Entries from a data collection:
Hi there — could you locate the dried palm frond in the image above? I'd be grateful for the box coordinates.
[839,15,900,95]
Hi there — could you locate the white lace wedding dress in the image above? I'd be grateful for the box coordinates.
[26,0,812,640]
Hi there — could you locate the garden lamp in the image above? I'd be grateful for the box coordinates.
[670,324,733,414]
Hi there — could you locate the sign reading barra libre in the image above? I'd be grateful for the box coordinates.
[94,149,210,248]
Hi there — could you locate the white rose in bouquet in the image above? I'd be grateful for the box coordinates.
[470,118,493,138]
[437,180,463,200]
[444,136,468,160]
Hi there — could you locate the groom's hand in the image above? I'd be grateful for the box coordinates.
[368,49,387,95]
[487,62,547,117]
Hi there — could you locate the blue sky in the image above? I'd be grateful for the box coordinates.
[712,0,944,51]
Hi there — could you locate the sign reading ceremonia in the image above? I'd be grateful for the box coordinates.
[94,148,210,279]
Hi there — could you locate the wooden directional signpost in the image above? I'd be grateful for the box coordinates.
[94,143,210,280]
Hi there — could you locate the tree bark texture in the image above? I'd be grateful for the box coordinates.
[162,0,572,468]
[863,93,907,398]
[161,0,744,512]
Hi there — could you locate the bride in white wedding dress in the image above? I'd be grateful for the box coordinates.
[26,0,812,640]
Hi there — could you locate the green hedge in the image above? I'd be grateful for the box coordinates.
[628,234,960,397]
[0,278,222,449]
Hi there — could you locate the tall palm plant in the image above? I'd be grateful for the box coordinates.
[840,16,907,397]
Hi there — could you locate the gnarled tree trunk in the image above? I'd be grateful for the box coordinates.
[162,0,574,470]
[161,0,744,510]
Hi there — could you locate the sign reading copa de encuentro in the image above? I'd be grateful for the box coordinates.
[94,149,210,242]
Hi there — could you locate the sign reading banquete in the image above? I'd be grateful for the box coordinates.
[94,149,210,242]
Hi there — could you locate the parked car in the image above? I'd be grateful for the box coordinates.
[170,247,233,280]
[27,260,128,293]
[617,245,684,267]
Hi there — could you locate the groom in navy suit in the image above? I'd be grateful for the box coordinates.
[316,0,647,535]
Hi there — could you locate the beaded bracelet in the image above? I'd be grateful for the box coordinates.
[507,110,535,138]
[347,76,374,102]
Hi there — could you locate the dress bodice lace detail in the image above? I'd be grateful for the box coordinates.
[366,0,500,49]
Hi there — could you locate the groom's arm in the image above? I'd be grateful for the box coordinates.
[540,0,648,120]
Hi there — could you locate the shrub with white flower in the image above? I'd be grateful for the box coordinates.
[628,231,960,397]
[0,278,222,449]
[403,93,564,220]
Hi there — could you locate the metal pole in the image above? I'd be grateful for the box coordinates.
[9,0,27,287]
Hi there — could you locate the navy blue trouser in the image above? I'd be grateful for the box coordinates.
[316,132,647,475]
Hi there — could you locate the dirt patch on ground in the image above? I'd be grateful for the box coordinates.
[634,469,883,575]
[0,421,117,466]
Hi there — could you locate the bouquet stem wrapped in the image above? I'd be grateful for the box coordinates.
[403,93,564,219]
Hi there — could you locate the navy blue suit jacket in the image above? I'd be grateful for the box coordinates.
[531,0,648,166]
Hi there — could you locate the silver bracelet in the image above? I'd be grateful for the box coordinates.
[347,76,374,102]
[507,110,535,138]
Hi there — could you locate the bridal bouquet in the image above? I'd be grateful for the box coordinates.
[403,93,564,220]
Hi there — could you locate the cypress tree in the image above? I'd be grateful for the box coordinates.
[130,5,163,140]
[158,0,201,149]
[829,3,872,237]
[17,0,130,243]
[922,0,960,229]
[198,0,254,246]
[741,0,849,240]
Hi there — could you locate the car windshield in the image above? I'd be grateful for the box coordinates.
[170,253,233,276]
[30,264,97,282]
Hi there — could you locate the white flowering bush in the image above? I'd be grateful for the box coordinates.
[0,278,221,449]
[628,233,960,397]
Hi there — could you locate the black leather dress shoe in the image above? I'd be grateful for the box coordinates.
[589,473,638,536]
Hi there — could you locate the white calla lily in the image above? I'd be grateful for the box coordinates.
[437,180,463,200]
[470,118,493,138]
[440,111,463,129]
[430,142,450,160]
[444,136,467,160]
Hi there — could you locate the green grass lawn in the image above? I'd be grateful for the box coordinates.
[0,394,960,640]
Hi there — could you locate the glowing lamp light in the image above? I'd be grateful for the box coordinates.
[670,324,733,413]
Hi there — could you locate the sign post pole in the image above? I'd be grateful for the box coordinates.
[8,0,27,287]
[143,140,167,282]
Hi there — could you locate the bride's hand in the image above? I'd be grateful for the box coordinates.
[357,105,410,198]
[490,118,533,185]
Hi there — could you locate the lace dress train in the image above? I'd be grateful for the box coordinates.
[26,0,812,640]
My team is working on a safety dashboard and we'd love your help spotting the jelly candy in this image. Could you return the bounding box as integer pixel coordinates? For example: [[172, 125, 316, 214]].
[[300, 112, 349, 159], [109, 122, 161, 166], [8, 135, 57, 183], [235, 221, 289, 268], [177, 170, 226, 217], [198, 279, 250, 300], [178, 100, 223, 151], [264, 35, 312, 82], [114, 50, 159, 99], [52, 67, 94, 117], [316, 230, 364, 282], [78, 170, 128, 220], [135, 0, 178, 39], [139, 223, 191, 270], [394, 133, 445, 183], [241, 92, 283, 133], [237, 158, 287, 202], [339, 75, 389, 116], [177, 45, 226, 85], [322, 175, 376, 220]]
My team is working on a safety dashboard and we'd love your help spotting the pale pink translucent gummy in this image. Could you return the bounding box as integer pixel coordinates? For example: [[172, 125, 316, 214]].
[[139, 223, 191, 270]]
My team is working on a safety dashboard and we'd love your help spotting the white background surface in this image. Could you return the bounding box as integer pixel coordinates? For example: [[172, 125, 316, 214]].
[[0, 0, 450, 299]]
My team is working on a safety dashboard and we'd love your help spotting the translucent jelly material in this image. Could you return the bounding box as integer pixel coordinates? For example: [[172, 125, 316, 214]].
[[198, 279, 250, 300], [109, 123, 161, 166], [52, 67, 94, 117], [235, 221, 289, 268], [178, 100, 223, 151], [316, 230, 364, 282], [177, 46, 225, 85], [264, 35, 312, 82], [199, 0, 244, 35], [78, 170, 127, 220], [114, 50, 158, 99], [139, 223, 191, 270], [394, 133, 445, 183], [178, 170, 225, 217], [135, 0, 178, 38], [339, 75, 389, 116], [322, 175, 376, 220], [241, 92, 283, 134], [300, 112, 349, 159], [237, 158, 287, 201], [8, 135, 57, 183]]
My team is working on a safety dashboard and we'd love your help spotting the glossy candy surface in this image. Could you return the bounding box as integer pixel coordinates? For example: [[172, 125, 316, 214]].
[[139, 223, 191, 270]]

- _TASK GOAL_: Reproduce all of the entries above verbatim, without any changes.

- _RESULT FOR THIS EXERCISE_:
Hi there — could you locate the dried palm frond in the image above? I'd be grateful for the box coordinates.
[839,15,900,95]
Hi there — could you locate the white lace wedding dress in the image above? I'd be grateful for the box coordinates.
[26,0,812,640]
Hi there — could you locate the garden lamp in the image above? I'd be grateful for the box coordinates.
[670,324,733,414]
Hi there — could you locate the sign reading barra libre in the image above? I'd be grateful for the box coordinates.
[94,149,210,248]
Hi there — could you locate the white rose in bouquet in the image above? I'd be grateful for the box coordinates.
[470,118,493,138]
[437,180,463,200]
[444,136,468,160]
Hi there — could you locate the groom's hand in the image above? I'd be grateful for the box coordinates.
[368,49,387,95]
[487,62,547,117]
Hi there — could you locate the blue sky in the image above? I'd be grateful for the box coordinates.
[712,0,944,51]
Hi there — could you locate the sign reading ceremonia in the image above? I'd be grateful for the box coordinates.
[94,148,210,279]
Hi there — could you locate the wooden directional signpost in the image above? I'd be grateful for the box coordinates.
[94,143,210,280]
Hi there — could you locate the tree bark texture in the image above? I'd be grateful for the box coordinates.
[162,0,572,468]
[863,93,907,398]
[161,0,744,512]
Hi there — could you locate the bride in white wedding dress in the image above? I'd be grateful for the box coordinates.
[26,0,812,640]
Hi there — could you locate the green hedge in the image above? I'd be grateful for the box coordinates.
[628,234,960,397]
[0,278,222,449]
Hi there — could you locate the tall palm plant in the image above? I'd be grateful for the box coordinates.
[840,16,907,397]
Hi there — could you locate the gnarled tree trunk in the image above? I'd be grateful for the box coordinates.
[162,0,574,470]
[161,0,744,510]
Hi there — could you locate the sign reading copa de encuentro in the image above? I'd be grateful for the box coordinates.
[94,149,210,242]
Hi there — could you locate the sign reading banquete in the image above? I'd be grateful for the box coordinates.
[94,149,210,242]
Hi there — could you locate the parked car in the image above? I'd be grateful for the box coordinates.
[170,247,233,280]
[27,260,128,293]
[617,245,684,267]
Hi there — could you locate the groom in navy suit in the image above? I'd be grateful for the box coordinates.
[316,0,647,535]
Hi there — could you locate the beaded bracelet in the image above? I'd be grateful for the box coordinates.
[507,110,535,138]
[347,76,374,102]
Hi there — could you locate the dress bodice lace detail in the image above? I'd be grateful for the box coordinates.
[366,0,500,49]
Hi there — could you locate the groom's arm in the image above? I'd be grateful for the box coordinates.
[540,0,648,120]
Hi there — could you locate the shrub with white flower in the image above? I'd be grateful for the box coordinates.
[628,231,960,397]
[0,278,222,449]
[403,93,564,220]
Hi there — could you locate the metal pole in the image above? I'd be grateful for the box coordinates.
[9,0,27,287]
Hi there — could you locate the navy blue trouser in the image above? I'd be grateful for the box coordinates.
[316,132,647,475]
Hi there — could you locate the dirt patch on ground in the image above? I'd be grateful for the box coordinates.
[634,469,883,575]
[0,421,117,466]
Hi there — could you locate the bouquet stem wrapped in the image above? I'd be grateful for the box coordinates.
[403,93,564,219]
Hi there — could you locate the navy blue suit jacket in the image above? I'd be grateful for the box coordinates.
[531,0,648,166]
Hi there — could you locate the silver bracelet in the image above? I'd be grateful for the box coordinates.
[347,76,374,102]
[507,110,535,138]
Hi there — could you locate the bridal bouquet in the image above? I'd be grateful for the box coordinates.
[403,93,564,220]
Hi there — could you locate the cypress tree in the image above? I'd be grateful for the box coordinates.
[130,5,163,140]
[158,0,201,149]
[829,3,872,237]
[17,0,130,243]
[922,0,960,229]
[198,0,254,246]
[741,0,849,240]
Hi there — could you locate the car windshield in the image above? I'd be grateful for the box coordinates.
[170,253,233,276]
[30,264,97,282]
Hi there — could you locate the white flowering bush in the image above? I'd be grateful for the box coordinates.
[0,278,221,449]
[628,233,960,397]
Hi there — could you locate the black leather dress shoe in the image above? I'd be grateful for the box coordinates.
[589,473,638,536]
Hi there — could you locate the white calla lily in the image above? I'd be grateful for the box coordinates.
[437,180,463,200]
[470,118,493,138]
[440,111,463,129]
[430,142,450,160]
[444,136,467,160]
Hi there — could you locate the green grass lawn in the image above? I'd be grateful for the box coordinates.
[0,394,960,640]
Hi there — could you locate the glowing lamp light in the image above? I'd be grateful for the box coordinates.
[670,324,733,413]
Hi there — could you locate the sign post pole in the image above? I'd be grateful for the box coordinates.
[8,0,27,287]
[143,140,167,282]
Hi there — could you locate the bride's hand in the image above? I'd be grateful for the box coordinates.
[357,105,410,198]
[490,118,533,185]
Hi there — could you locate the lace dress train in the image above? I'd be grateful for the box coordinates.
[26,0,812,640]
My team is working on a safety dashboard and we'd love your help spotting the jelly candy in this image. Could you return the bounding box as integer pixel coordinates? For example: [[172, 125, 316, 214]].
[[300, 112, 349, 159], [109, 122, 161, 166], [8, 135, 57, 183], [235, 221, 289, 268], [177, 170, 226, 217], [198, 279, 250, 300], [178, 100, 223, 151], [264, 35, 312, 82], [114, 50, 159, 99], [52, 67, 94, 117], [316, 230, 364, 282], [78, 170, 128, 220], [135, 0, 178, 39], [139, 223, 191, 270], [394, 133, 445, 183], [241, 92, 283, 133], [237, 158, 287, 202], [339, 75, 389, 116], [177, 45, 226, 85], [322, 175, 376, 220]]
My team is working on a safety dashboard and we'd love your help spotting the pale pink translucent gummy in this image. Could you return the bounding box as integer pixel coordinates? For example: [[172, 125, 316, 214]].
[[139, 223, 191, 270]]
My team is working on a safety dashboard and we'd love your help spotting the white background surface in this image. Could you return the bounding box as integer pixel coordinates? For example: [[172, 125, 316, 214]].
[[0, 0, 450, 299]]
My team is working on a safety dashboard and we'd love your help spotting the translucent jelly material in this image. Could you return the bounding box as integer pixel coordinates? For example: [[172, 125, 316, 214]].
[[198, 279, 250, 300], [109, 123, 161, 166], [52, 67, 94, 117], [235, 221, 289, 268], [178, 100, 223, 151], [316, 230, 364, 282], [177, 46, 225, 85], [264, 35, 312, 82], [199, 0, 244, 35], [78, 170, 127, 220], [114, 50, 158, 99], [139, 223, 191, 270], [394, 133, 445, 183], [178, 170, 225, 217], [135, 0, 178, 38], [339, 75, 389, 116], [322, 175, 376, 220], [241, 92, 283, 134], [300, 112, 349, 159], [237, 158, 287, 201], [8, 135, 57, 183]]
My team is working on a safety dashboard and we'd love your help spotting the glossy candy surface in this image. Could you return the bounding box as integer pixel coordinates? For example: [[172, 125, 316, 214]].
[[139, 223, 191, 270]]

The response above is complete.